### [ASSIGNMENT]
Beneath this task are records; print exactly the stretch of them from the line with "When you get a chance, could you detect the black" through the line with "the leaf surface", both ends included.

[Phrase grounding data]
*****

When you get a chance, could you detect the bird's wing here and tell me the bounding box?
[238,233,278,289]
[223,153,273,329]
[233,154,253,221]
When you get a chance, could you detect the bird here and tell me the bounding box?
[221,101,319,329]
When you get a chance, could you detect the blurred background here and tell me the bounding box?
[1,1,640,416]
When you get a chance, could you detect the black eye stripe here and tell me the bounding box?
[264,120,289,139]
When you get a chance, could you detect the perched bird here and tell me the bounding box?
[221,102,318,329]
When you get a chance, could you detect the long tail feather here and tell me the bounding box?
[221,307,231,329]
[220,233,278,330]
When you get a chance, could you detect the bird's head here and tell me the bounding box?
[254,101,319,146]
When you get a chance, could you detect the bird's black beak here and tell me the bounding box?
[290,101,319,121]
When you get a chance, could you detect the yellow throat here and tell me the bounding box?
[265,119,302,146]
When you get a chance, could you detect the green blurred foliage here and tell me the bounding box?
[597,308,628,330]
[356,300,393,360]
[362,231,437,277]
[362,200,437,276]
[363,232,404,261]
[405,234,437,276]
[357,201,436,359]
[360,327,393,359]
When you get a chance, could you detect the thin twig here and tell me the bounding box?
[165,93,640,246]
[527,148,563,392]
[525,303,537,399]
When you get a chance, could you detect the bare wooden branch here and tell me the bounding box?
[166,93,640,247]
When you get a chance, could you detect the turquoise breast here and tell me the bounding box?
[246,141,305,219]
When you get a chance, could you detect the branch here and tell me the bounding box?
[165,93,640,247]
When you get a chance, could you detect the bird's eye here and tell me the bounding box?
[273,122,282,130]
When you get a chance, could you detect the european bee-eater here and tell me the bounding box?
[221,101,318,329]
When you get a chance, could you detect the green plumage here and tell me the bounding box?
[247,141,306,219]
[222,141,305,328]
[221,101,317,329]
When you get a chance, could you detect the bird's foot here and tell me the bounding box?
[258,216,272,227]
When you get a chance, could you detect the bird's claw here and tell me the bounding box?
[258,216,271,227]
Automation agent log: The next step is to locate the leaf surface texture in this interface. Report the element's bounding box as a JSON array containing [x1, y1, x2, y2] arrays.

*****

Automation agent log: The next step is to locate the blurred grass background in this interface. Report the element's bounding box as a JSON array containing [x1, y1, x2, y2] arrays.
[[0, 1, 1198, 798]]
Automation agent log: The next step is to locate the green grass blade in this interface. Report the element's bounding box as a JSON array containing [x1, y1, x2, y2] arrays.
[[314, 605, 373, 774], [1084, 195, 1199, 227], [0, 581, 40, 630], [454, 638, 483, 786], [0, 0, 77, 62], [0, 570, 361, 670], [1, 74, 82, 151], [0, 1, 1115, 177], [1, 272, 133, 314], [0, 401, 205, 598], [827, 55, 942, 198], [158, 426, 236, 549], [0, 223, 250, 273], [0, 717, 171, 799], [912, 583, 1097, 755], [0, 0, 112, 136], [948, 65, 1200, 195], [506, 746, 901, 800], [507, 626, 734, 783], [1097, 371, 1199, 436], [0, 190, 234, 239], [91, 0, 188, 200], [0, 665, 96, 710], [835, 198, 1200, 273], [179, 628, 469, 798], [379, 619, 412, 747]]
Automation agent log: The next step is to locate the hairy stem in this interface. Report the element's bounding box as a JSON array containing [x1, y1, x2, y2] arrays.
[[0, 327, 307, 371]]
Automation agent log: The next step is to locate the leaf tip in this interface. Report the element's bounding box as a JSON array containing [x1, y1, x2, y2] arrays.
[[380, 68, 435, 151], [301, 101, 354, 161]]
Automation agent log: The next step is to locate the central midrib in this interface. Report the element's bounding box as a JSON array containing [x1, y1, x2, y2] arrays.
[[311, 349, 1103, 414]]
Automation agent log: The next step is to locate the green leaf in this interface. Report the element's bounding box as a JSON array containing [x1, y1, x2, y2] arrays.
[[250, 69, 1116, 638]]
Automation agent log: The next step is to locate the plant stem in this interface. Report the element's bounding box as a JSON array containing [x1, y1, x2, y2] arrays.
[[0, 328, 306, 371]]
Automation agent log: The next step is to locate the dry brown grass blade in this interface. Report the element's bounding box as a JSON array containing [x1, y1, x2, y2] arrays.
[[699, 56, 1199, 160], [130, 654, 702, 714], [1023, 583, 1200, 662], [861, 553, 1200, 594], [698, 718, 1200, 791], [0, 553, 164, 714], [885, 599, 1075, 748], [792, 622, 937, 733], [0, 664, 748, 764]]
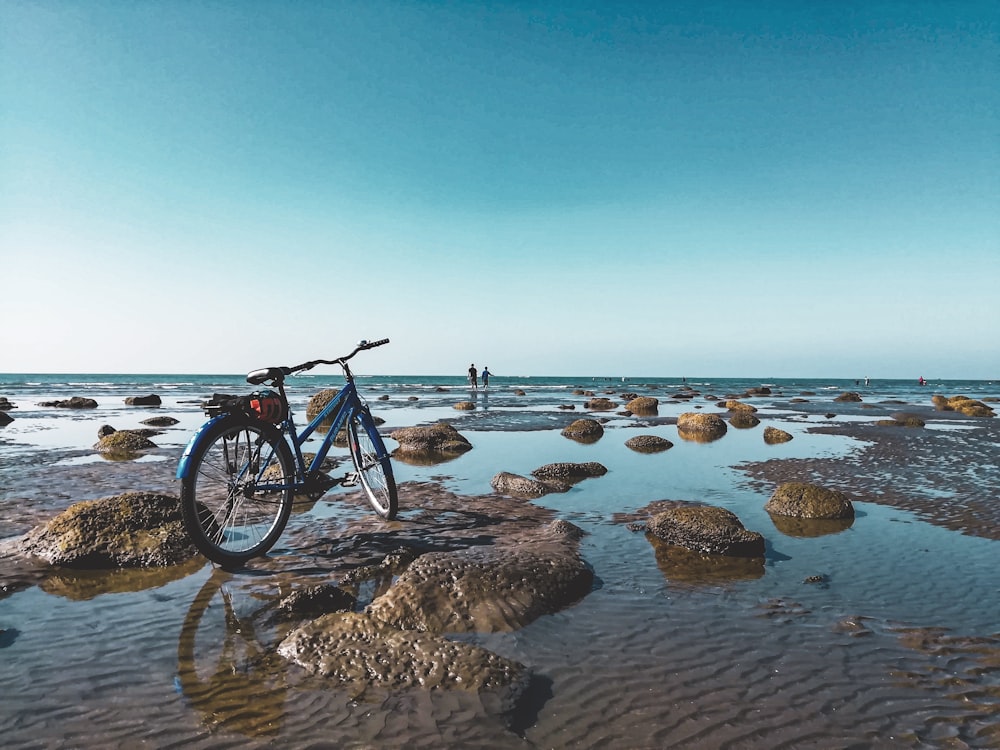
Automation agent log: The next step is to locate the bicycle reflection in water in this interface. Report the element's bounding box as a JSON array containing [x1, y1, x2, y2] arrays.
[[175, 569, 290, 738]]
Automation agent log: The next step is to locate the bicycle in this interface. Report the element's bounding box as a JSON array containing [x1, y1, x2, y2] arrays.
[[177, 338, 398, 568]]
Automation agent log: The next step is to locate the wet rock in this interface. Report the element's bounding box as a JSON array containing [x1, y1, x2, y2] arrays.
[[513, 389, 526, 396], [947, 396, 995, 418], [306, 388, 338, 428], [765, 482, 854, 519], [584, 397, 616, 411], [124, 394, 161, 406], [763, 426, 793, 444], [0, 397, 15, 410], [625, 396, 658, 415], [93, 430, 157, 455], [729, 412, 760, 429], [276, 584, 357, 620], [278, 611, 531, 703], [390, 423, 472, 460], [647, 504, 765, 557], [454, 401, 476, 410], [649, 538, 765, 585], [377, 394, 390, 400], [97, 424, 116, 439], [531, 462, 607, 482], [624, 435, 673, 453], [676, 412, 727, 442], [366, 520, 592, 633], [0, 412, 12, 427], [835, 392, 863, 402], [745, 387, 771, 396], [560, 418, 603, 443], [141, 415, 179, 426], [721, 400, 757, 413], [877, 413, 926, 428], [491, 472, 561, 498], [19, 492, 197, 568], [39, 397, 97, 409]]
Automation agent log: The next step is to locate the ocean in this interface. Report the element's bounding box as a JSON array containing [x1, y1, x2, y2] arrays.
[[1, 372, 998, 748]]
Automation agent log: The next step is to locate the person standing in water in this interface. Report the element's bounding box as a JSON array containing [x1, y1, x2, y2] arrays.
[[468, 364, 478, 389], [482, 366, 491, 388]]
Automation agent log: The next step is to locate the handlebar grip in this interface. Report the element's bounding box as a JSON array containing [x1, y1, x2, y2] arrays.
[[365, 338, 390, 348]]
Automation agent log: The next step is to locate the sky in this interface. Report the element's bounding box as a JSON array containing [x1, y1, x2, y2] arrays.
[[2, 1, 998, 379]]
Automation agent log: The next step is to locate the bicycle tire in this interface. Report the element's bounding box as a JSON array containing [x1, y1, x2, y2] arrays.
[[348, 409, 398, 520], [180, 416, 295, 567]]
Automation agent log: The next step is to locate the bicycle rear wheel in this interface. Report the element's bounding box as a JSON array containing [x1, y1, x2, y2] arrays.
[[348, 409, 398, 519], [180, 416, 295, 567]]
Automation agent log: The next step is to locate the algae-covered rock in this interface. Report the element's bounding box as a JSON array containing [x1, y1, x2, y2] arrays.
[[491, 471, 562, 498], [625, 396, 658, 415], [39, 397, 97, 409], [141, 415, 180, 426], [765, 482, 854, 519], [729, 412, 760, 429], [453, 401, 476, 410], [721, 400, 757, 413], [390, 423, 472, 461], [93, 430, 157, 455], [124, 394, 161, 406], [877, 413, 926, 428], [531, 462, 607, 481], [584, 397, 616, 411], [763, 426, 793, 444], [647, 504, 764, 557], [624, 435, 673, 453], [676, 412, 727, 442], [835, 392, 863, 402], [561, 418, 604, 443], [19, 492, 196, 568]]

*****

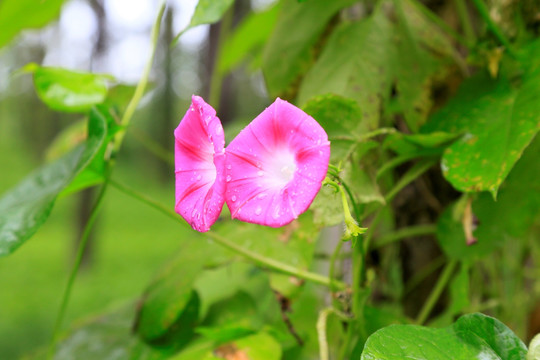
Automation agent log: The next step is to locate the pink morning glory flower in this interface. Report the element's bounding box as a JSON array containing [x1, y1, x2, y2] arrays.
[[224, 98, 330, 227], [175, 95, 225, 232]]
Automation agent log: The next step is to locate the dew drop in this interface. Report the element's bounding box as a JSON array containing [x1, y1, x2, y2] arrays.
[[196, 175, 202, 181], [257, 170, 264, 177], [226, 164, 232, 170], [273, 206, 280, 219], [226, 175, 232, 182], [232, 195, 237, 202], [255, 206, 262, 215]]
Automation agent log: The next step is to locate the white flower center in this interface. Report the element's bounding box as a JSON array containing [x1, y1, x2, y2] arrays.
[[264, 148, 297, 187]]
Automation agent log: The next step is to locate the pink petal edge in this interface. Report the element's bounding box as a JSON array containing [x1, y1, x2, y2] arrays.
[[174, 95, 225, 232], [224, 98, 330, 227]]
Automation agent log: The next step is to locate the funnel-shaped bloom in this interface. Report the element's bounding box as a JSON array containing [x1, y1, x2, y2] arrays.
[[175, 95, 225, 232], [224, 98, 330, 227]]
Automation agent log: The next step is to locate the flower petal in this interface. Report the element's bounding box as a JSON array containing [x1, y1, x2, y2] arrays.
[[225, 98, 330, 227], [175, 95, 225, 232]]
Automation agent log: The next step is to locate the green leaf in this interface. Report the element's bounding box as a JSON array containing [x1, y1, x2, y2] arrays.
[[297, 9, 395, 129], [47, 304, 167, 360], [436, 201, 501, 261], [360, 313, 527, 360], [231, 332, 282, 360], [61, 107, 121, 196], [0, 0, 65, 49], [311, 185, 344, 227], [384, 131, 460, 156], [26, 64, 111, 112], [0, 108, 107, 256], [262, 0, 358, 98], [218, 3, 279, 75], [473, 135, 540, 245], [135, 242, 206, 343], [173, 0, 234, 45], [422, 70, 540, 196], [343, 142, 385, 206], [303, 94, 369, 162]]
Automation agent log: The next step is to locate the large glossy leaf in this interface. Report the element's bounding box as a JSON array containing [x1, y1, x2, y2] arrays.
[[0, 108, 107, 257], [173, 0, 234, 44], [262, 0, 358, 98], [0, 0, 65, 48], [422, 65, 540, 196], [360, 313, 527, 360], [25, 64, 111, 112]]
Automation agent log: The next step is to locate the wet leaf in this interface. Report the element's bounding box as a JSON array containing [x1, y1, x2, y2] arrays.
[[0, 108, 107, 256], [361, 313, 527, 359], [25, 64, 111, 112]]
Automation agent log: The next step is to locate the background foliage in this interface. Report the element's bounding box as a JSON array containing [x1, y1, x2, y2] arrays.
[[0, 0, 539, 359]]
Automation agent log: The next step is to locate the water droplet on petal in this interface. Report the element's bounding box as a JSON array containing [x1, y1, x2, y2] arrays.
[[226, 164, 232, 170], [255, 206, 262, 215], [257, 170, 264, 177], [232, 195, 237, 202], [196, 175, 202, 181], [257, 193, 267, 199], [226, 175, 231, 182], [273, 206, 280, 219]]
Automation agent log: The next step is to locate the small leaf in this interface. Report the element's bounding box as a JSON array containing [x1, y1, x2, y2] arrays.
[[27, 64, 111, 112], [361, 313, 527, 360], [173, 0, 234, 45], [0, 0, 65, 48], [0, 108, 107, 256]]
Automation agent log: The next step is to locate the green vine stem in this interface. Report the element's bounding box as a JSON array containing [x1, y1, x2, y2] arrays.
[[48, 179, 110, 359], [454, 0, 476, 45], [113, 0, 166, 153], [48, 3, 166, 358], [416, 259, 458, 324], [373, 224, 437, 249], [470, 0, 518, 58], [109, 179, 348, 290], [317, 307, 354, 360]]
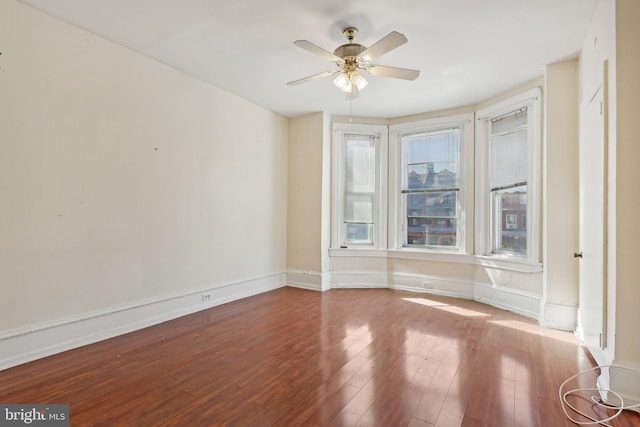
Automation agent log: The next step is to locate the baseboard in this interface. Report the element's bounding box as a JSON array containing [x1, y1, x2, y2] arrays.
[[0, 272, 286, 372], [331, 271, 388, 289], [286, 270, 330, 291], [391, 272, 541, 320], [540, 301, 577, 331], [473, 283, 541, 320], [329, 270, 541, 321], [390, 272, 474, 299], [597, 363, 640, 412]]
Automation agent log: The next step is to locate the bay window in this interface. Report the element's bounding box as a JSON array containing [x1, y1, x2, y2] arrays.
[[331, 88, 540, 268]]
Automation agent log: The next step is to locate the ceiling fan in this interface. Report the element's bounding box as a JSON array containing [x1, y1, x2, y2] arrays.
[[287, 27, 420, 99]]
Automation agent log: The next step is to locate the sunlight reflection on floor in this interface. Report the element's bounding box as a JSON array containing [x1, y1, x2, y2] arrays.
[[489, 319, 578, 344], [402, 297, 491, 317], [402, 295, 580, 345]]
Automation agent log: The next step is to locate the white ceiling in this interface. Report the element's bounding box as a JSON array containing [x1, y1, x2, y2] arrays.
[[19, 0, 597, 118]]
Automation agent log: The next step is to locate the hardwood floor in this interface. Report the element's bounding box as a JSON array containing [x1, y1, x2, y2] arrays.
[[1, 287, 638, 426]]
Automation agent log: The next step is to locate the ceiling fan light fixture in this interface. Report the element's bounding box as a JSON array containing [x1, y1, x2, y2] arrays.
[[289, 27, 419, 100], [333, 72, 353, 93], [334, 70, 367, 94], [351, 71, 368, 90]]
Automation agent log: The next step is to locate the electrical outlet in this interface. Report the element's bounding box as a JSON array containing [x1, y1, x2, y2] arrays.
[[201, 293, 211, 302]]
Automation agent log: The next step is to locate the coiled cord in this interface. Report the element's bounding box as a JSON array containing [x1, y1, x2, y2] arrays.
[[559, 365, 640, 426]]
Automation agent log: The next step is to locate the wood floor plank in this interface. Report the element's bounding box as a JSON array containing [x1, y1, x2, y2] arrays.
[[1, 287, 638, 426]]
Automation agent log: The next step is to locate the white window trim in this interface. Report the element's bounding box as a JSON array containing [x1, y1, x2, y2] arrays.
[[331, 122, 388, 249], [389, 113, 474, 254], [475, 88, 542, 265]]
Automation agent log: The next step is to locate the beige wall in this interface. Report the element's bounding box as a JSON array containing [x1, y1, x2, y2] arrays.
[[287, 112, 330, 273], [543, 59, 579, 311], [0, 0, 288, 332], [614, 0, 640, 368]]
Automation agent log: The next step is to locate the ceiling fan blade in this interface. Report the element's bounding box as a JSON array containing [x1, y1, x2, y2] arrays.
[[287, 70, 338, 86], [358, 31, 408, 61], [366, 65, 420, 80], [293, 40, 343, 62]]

*****

### [ANSWER SECTION]
When you get a chance, could you detect the black eye stripe here and tell me the bounding box?
[264,120,289,139]
When you get a chance, could you detect the perched bird here and tell me the bounding box?
[221,102,318,329]
When you get a chance, could you detect the long tail feather here and tell me the bounding box?
[221,307,231,329]
[220,233,278,330]
When you get a chance, could you detect the bird's head here and tell me the bounding box?
[254,101,319,146]
When you get a chance, could you detect the bird's black beak here and tell me the bounding box?
[290,101,319,121]
When you get a chance, could you detect the yellow throat here and tell me the bounding box?
[265,119,302,146]
When you get a chance, could you detect the green blurred foliage here and tell me the bounding box?
[597,308,628,330]
[356,300,393,360]
[362,231,437,277]
[362,200,437,276]
[363,232,404,261]
[405,234,437,276]
[357,201,436,359]
[360,327,393,359]
When you get a chance, could you detect the thin twig here and tell me the bounding box?
[165,93,640,246]
[527,148,563,392]
[525,303,537,399]
When you get a chance, could you detect the bare wooden branch here and tell me the bounding box?
[166,93,640,247]
When you get a chance, could you detect the turquoise breast here and tell me the bounding box?
[246,141,305,219]
When you get a chance, could you detect the branch here and tell me the bounding box?
[165,93,640,247]
When you get a chance, could you detect the bird's eye here and tell me the bounding box?
[273,122,282,130]
When you get a chance, could you detect the european bee-eater here and tell me the bounding box?
[221,101,318,329]
When you get a chance, could you detect the green plumage here and tell me the bounding box?
[247,141,306,219]
[222,141,305,328]
[221,101,317,329]
When you get a chance, could you detect the bird's foot here and tell me the bounding box?
[258,216,272,227]
When you get a chance, could you detect the bird's claw here and tell me the bounding box?
[258,216,271,227]
Automation agent log: The next step is to locate the leaf surface texture in this interface. Report the element's bounding box as a JSON array containing [x1, y1, x2, y2] arrays.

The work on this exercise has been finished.